*Check your understanding*.
a – Copy everything from "You would have" down to "ride safe Cliff." word for word out of the comment thread about the recovered bike.
b – Extend the comment thread about the recovered bike, starting right after its last line.

*Document extract*.
————
      Yes, I can’t really believe it myself. Now, I need to work very hard to see to it that it’s not stolen a second time.

  2. Hi Cliff,
    Just read your post and really happy that you found your bike.
    You would have been totally devastated at the thought !!!
    I will write to you shortly and I am really sorry I did not write to you before; been on a roller coaster since I left South America.I also learned one more profession and I am now working permanently in NewZealand and loving it.
    Wishing you the best with your trip; ride safe Cliff.
    Cheers. Alain.

    1. Hey Alain,
      It’s great to hear from you. I’m glad that you’ve settled down, and have found something that you really love. Having you with us in Patagonia was the highlight of the trip, and as I’ve said before, if you’re ever in the US, please look me up, and take me up on some hospitality.

  3. My heart sank as I started reading your post. I am so glad you got it back and in good condition.
————
*Provided data*.
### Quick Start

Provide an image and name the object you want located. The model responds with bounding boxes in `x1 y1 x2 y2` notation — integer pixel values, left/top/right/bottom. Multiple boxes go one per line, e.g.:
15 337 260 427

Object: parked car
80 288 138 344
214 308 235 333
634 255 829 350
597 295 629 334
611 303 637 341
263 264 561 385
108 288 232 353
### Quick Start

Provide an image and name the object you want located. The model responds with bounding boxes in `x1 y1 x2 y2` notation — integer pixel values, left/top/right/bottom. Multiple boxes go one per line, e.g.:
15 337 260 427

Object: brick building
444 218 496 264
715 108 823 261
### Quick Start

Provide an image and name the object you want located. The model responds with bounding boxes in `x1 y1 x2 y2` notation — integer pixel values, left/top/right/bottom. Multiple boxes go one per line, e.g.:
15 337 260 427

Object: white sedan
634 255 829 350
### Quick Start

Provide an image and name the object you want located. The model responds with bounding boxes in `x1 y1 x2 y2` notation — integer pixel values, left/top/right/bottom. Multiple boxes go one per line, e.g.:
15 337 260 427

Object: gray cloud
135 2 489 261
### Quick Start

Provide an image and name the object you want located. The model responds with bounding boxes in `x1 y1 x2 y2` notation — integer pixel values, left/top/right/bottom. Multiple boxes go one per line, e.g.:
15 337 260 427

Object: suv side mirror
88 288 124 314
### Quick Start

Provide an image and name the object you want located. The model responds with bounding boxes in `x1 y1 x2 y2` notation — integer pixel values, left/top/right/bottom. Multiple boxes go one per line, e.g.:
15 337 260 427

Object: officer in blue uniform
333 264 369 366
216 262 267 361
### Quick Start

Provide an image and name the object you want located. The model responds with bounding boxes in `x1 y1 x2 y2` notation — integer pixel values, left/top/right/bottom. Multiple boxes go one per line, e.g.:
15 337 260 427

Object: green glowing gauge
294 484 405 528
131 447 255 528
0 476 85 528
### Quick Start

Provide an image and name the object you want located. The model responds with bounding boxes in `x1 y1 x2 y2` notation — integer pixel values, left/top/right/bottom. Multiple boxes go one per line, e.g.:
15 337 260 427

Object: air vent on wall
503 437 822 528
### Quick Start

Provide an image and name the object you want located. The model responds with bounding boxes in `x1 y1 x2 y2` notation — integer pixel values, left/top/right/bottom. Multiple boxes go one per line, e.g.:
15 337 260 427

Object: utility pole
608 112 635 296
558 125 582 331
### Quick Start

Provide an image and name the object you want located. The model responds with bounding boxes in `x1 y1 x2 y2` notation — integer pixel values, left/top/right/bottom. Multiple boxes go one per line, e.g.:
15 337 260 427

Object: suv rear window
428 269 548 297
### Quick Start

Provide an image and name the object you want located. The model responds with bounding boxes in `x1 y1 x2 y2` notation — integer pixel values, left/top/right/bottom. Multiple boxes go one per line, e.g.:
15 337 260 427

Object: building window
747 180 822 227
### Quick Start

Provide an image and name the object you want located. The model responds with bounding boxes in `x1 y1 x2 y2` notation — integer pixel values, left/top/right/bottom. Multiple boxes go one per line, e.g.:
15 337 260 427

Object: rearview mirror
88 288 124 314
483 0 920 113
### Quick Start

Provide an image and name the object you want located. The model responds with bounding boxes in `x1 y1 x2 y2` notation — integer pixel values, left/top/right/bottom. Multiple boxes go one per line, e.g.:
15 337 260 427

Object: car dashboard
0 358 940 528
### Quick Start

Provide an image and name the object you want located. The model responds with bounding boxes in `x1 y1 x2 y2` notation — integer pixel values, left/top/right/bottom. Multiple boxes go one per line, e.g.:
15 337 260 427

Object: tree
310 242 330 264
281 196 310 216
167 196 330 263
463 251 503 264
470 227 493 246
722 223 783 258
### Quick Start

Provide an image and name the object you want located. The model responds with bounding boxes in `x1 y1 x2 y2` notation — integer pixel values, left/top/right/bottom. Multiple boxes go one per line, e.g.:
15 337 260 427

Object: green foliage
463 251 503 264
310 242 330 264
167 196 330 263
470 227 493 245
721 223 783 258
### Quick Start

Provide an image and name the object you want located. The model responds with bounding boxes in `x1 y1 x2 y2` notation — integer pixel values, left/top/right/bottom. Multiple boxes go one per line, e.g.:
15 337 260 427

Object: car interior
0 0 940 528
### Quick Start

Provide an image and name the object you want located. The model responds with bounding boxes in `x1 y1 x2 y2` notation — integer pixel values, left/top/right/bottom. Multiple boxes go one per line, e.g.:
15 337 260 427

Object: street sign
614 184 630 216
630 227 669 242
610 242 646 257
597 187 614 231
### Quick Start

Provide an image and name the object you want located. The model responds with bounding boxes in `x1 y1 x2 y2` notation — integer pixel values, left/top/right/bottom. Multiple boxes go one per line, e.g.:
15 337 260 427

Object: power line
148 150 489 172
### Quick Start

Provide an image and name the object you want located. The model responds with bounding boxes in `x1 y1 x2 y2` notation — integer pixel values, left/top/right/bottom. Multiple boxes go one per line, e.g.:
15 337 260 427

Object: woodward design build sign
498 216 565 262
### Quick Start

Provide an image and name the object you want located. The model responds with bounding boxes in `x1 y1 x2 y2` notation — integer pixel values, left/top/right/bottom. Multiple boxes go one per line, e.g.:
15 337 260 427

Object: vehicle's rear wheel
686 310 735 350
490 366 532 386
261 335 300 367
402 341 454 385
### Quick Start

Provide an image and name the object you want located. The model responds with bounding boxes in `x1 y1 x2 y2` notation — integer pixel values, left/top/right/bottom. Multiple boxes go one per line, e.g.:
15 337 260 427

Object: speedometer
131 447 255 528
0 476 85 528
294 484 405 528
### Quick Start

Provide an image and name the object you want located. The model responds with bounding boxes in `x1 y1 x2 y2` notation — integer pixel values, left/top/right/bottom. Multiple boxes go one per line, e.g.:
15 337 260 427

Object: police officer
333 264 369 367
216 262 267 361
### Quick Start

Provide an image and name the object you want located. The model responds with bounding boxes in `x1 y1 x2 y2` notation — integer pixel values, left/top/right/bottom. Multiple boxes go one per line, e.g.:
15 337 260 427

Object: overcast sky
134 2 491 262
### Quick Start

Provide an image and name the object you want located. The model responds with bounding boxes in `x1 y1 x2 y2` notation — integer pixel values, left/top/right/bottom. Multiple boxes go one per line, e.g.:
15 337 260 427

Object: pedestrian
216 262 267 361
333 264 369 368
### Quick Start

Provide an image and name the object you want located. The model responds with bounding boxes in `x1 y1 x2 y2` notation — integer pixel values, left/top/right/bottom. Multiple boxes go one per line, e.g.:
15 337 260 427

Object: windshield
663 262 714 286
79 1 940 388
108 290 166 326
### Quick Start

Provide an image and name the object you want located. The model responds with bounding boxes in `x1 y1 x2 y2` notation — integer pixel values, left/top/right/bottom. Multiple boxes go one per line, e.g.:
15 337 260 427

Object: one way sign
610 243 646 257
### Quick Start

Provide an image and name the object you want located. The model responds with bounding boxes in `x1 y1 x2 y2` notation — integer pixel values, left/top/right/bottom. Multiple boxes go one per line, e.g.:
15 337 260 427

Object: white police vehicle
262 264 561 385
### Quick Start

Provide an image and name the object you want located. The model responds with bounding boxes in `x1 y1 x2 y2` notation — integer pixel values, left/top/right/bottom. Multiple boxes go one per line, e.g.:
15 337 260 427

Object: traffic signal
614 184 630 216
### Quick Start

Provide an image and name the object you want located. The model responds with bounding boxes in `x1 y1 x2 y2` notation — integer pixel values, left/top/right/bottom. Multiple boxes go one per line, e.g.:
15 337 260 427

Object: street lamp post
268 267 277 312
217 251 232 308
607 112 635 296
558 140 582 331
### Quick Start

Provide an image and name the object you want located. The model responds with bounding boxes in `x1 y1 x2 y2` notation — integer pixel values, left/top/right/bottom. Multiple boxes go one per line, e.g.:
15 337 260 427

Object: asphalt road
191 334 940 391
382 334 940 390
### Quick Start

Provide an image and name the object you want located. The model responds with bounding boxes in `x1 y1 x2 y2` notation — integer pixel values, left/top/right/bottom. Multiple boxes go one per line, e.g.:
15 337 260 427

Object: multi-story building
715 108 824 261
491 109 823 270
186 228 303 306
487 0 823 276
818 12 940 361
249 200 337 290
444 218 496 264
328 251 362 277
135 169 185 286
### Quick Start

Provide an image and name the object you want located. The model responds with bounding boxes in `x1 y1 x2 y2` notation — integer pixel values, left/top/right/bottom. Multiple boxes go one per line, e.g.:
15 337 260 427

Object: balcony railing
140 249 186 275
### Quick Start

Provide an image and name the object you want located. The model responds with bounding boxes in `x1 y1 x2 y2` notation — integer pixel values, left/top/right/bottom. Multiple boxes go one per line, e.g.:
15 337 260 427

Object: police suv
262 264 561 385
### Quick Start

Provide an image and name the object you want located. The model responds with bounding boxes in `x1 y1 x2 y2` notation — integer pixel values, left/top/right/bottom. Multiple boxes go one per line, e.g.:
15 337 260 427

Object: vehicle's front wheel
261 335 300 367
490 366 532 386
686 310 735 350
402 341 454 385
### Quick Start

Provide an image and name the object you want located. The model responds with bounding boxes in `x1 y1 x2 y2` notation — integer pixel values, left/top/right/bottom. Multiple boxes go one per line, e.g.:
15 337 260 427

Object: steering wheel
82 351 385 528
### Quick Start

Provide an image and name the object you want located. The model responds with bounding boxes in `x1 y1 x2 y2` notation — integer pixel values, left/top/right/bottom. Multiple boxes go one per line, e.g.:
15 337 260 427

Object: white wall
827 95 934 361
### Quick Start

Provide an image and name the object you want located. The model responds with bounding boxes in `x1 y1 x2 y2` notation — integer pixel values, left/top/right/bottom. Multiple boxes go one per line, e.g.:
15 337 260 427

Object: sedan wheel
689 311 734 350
————
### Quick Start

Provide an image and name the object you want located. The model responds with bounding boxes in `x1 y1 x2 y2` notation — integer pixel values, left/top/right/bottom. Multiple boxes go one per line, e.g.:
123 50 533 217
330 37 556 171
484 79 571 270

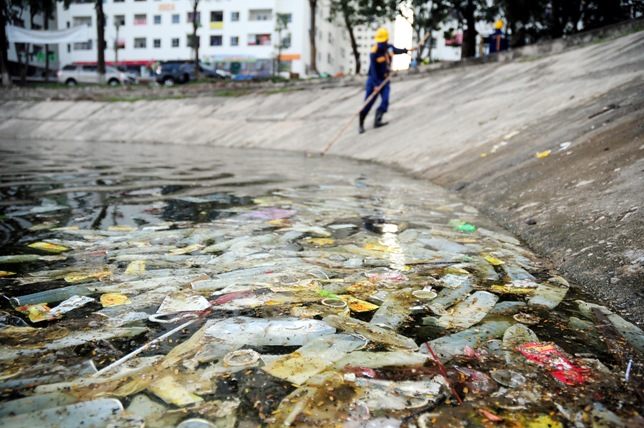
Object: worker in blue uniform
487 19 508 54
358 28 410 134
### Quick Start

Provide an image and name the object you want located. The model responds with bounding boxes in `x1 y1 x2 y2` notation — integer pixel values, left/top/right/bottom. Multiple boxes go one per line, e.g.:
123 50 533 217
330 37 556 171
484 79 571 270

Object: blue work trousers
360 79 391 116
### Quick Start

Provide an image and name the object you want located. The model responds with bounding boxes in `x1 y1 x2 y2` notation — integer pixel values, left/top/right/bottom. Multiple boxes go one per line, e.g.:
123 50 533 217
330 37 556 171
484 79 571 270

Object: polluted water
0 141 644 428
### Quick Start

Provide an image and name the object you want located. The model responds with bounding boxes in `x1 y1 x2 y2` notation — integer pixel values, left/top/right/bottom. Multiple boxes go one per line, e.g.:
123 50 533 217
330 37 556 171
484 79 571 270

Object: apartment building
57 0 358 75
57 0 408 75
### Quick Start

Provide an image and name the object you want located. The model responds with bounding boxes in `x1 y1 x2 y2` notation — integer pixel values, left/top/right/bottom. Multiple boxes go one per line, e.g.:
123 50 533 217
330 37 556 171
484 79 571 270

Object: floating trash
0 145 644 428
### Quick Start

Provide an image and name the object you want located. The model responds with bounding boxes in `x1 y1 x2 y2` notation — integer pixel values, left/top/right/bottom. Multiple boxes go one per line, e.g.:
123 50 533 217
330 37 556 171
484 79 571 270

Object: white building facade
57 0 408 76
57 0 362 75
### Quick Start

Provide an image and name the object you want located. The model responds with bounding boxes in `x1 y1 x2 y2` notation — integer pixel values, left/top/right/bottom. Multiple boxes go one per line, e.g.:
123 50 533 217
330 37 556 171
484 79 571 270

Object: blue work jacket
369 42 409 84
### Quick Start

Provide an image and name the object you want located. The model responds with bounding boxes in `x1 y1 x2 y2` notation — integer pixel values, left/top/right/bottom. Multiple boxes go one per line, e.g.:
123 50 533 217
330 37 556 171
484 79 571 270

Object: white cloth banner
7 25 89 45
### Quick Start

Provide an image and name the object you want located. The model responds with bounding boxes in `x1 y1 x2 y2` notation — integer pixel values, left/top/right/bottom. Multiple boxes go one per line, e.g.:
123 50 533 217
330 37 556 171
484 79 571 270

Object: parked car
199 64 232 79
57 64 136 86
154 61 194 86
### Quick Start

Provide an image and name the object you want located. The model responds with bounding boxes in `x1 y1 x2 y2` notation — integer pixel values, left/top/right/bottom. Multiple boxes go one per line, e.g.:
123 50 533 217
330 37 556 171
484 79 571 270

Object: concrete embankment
————
*Task answers*.
a –
You would have been totally devastated at the thought !!!
    I will write to you shortly and I am really sorry I did not write to you before; been on a roller coaster since I left South America.I also learned one more profession and I am now working permanently in NewZealand and loving it.
    Wishing you the best with your trip; ride safe Cliff.

b –
    1. Hey Don,
      I just posted another blog entry that talks about what happened, and what I learned. Hopefully, I’ve learned enough.

  4. Cliff, glad to see you got your bike back – I can imagine what was running through your head after a year of planning this trip. Some place are probably more prone for this. I remember I few years back I rented a car in Germany and the insurance would not cover me in any of the Eastern European Countries – I had to park the car in Dresden and take a train to Prague. Unfortunately, as a tourist with an expensive motorcycle you have a target on your back. Word of advice – Trust no one, but if they speak English – Trust them less.

  5. Scary s*&t. This must be a common problem for RTWers. They put the bike inside the hotel courtyard or even inside their room in many of the videos I’ve watched.

    1. Yes Bill,
      I think that the key to safety is putting the bike in the hotel lobby, and keeping a very good eye on it. Boy oh boy, what a shit storm.

    1. Thanks Lauren,
      I was at a very low point as I contemplated alternatives to my primary plan.

  6. So glad it was found without damage. That’s often what they will do here with high-end cars. Park them in a lot somewhere for a day or two to make sure there isn’t a LoJack or other GPS tracking system installed.

    My nephew lives and works in Amsterdam (for Uber of all things!). It’s generally considered a very safe city. He has a couple bikes, but ones that are designed for triathlons, so borrowing one wouldn’t really help.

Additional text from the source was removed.